++++ The data ++++
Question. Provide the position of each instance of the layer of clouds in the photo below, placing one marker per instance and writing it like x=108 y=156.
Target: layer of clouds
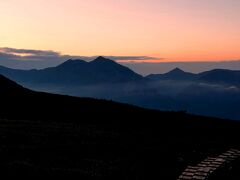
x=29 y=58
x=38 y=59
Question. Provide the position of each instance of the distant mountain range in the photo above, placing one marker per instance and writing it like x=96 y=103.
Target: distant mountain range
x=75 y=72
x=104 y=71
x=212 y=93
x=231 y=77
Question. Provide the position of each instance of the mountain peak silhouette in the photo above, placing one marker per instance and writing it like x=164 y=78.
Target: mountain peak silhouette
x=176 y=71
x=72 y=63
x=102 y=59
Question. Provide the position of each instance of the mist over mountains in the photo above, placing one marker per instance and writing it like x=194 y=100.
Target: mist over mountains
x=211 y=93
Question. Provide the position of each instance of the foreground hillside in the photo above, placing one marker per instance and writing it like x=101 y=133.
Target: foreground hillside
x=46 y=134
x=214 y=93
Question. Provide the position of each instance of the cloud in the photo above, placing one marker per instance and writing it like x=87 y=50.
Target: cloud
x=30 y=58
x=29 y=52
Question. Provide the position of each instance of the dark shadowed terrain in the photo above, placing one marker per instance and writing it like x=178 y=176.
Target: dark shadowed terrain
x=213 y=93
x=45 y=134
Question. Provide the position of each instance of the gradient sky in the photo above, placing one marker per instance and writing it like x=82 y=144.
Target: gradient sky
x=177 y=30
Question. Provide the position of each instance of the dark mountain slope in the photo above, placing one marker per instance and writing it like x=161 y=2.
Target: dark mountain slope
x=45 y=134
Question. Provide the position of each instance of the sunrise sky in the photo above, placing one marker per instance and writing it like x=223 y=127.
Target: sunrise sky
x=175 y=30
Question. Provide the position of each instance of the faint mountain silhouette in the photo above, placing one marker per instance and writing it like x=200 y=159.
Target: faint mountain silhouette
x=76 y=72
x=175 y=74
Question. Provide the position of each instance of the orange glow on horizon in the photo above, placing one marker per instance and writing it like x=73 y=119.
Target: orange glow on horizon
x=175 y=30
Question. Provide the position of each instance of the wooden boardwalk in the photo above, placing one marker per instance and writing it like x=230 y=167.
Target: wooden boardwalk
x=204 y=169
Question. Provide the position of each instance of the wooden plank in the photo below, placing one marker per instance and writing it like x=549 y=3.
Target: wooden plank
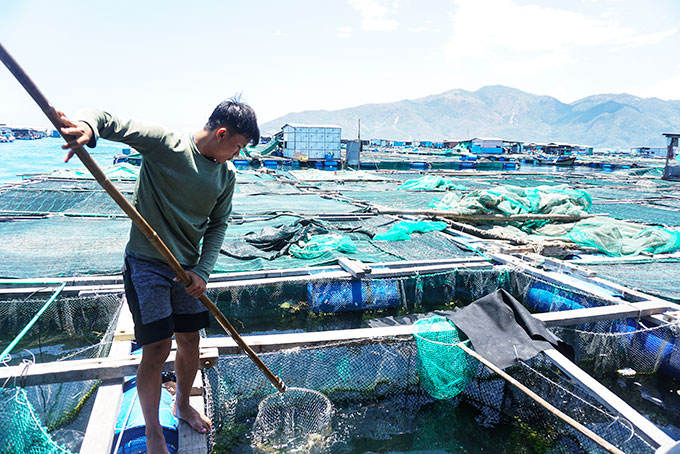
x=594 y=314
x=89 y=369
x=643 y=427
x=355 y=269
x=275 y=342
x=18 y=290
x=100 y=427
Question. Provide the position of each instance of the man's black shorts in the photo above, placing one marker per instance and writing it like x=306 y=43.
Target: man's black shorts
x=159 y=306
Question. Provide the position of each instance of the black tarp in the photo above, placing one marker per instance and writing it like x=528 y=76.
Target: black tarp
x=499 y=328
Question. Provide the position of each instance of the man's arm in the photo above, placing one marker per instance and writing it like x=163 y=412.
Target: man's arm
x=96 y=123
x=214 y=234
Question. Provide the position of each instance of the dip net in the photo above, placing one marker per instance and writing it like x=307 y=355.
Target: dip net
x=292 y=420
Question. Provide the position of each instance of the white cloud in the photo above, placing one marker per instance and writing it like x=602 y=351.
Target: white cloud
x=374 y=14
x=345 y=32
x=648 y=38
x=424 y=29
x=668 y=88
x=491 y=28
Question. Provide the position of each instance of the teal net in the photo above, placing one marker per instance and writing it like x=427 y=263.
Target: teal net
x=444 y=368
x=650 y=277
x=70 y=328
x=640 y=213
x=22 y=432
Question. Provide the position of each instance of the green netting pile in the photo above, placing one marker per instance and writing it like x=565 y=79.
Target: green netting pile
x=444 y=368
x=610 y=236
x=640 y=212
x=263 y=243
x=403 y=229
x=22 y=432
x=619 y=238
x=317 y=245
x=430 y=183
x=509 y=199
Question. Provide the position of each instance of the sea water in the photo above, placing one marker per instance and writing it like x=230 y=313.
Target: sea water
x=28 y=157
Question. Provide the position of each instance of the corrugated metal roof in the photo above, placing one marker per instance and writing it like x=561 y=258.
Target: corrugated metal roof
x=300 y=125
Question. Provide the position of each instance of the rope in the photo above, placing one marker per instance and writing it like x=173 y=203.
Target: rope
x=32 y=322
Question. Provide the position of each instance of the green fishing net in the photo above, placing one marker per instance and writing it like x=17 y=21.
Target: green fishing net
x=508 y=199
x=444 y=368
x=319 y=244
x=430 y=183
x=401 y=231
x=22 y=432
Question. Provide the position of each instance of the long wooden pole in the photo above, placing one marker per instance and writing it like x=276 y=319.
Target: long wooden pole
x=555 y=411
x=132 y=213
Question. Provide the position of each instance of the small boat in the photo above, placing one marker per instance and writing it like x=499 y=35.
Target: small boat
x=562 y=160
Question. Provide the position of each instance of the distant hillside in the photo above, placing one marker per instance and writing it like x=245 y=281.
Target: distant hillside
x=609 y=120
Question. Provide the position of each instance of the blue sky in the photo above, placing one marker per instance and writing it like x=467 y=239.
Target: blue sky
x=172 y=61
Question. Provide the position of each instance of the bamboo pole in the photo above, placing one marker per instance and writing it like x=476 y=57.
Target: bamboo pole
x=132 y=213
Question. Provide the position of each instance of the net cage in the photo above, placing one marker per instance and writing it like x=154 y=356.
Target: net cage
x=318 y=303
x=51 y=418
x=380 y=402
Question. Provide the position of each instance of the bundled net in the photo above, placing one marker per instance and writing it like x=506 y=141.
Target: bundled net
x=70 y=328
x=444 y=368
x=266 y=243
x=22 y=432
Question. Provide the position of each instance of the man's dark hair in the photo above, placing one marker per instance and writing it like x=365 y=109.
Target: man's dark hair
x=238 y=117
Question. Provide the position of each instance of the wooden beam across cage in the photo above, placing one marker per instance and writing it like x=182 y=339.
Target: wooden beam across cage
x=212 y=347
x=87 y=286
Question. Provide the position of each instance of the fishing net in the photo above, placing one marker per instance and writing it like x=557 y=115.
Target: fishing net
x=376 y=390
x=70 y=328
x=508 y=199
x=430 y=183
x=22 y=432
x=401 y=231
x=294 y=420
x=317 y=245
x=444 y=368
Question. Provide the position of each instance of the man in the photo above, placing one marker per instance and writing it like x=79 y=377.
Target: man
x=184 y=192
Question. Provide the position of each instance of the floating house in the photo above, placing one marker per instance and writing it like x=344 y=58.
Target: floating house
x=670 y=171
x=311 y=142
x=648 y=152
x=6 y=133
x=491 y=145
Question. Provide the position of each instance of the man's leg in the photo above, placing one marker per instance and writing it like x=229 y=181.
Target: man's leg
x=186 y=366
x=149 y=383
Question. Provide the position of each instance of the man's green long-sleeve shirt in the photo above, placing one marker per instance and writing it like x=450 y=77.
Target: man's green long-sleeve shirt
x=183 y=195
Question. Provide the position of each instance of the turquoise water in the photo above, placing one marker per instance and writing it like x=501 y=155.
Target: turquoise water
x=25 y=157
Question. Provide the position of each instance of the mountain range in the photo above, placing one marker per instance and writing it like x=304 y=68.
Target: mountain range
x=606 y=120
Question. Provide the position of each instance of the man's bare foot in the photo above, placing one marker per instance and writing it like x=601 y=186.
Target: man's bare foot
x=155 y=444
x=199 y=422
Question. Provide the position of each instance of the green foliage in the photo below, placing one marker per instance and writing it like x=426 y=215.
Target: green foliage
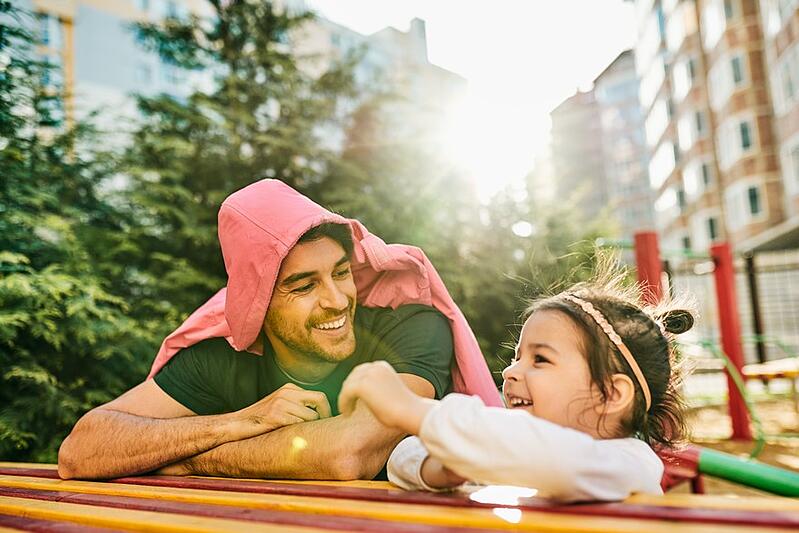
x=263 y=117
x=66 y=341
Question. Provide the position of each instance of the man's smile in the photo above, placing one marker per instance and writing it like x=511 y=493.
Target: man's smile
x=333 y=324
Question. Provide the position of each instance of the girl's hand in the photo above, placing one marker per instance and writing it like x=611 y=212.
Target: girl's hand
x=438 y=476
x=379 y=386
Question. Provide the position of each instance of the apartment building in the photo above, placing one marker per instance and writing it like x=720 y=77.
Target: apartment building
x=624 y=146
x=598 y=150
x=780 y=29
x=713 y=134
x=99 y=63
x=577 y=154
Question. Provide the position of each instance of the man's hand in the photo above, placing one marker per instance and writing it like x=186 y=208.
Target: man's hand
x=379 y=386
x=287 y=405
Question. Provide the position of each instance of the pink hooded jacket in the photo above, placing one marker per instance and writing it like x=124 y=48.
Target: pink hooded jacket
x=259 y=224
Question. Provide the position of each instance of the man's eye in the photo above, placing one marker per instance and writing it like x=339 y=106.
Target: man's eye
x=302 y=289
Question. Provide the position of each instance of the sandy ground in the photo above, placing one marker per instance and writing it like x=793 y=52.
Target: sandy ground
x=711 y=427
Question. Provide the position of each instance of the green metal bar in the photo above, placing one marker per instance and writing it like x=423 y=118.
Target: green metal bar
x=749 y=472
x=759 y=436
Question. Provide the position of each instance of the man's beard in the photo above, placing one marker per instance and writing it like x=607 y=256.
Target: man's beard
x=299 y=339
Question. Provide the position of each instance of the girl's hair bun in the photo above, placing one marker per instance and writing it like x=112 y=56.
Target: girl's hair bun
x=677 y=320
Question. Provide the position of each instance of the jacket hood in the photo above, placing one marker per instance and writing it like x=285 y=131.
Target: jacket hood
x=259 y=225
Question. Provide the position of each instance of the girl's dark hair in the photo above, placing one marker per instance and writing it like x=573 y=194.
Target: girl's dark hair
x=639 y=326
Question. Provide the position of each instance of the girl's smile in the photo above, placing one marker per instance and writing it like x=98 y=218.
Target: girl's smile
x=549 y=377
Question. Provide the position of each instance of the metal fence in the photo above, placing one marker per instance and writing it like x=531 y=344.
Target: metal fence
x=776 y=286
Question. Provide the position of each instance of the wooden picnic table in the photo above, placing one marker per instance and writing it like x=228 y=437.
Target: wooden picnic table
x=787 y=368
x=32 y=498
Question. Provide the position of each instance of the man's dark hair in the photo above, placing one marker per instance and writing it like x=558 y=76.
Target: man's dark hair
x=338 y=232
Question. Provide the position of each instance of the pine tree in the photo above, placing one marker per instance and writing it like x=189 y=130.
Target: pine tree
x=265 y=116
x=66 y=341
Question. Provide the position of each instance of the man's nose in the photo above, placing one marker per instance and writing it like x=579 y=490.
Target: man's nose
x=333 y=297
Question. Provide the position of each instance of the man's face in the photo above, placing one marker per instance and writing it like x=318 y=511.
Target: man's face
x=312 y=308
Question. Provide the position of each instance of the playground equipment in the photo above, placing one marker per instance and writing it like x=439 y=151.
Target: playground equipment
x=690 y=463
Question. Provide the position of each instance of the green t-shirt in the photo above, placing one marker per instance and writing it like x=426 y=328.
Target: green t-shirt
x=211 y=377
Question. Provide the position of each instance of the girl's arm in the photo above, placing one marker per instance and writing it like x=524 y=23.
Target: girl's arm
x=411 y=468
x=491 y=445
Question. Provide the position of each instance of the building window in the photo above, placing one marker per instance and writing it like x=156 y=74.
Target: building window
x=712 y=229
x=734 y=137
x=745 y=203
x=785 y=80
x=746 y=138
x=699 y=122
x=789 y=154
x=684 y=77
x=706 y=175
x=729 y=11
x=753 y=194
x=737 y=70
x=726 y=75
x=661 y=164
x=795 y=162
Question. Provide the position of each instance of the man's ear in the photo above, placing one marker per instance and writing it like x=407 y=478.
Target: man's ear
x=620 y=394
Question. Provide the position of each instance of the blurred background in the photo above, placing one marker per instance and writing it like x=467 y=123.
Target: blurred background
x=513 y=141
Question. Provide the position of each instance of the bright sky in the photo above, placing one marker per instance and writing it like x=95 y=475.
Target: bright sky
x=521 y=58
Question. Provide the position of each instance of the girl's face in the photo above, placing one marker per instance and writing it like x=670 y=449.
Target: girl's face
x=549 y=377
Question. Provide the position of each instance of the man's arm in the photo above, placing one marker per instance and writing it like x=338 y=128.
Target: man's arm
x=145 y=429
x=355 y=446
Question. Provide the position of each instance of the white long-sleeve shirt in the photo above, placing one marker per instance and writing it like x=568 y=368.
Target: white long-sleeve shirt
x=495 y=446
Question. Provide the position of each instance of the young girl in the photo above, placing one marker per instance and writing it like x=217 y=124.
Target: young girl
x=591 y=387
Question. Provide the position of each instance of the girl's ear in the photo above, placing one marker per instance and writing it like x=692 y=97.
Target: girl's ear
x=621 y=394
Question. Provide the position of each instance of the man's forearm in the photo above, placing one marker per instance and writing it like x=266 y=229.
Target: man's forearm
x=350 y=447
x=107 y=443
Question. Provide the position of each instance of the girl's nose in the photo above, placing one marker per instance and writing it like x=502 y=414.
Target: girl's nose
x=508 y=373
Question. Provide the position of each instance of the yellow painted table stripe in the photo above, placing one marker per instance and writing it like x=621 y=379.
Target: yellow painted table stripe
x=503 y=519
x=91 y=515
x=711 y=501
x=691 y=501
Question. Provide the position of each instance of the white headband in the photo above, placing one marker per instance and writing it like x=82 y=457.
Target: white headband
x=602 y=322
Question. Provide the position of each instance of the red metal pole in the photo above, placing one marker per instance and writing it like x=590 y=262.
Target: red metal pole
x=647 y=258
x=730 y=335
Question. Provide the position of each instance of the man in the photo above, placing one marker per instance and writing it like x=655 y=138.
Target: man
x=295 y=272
++++
Task instructions: Among the lines of the data, some contain the word "below". How many are there? Reply with the number alone.

Completed task: 3